* **AVAILABLE RECORDS**
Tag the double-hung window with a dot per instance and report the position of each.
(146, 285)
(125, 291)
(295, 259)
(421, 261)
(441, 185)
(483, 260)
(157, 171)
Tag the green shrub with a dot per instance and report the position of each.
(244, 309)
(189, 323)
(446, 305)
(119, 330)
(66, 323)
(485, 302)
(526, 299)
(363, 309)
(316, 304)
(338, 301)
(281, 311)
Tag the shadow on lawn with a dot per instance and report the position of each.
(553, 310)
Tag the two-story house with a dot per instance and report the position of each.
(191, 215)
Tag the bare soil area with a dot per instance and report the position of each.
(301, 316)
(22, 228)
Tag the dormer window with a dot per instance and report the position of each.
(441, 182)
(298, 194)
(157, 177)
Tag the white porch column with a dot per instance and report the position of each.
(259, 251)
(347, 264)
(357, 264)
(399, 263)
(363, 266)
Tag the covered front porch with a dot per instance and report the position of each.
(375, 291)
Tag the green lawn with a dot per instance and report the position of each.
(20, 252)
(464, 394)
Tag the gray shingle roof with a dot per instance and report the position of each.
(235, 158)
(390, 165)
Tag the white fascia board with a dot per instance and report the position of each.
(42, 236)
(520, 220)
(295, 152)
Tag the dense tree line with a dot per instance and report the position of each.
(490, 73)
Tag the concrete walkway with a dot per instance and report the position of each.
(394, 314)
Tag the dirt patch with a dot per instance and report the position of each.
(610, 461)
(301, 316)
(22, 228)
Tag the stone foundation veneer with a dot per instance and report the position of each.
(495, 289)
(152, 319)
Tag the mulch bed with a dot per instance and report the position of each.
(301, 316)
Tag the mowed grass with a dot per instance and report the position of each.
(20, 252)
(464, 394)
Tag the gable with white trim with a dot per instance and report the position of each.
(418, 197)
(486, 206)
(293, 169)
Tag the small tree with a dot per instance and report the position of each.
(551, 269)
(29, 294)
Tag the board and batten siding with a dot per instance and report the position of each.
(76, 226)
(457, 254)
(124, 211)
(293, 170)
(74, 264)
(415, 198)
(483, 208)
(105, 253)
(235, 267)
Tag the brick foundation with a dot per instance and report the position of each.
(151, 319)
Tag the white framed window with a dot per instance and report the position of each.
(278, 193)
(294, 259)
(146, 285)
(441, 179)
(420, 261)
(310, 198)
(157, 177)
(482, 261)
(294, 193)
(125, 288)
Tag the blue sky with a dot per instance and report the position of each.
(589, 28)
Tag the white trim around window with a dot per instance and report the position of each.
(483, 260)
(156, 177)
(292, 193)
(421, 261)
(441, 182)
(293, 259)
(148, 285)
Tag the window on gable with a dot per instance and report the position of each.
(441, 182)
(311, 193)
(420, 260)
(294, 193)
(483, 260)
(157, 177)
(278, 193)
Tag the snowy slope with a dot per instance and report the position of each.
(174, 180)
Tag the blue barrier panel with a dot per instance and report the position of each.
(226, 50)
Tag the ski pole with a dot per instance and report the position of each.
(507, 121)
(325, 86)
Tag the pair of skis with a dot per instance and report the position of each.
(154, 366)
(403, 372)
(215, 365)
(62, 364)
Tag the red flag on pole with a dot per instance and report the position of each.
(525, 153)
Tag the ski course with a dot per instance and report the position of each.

* **EXERCISE DESCRIPTION**
Write out every line, unchanged, from the one containing "Tag the red" through the closing line of the data.

* **SOLUTION FOR THIS EXERCISE**
Tag the red flag on pole with a dot per instance and report the position of each.
(525, 153)
Tag the ski course with a dot per instance and report the position of each.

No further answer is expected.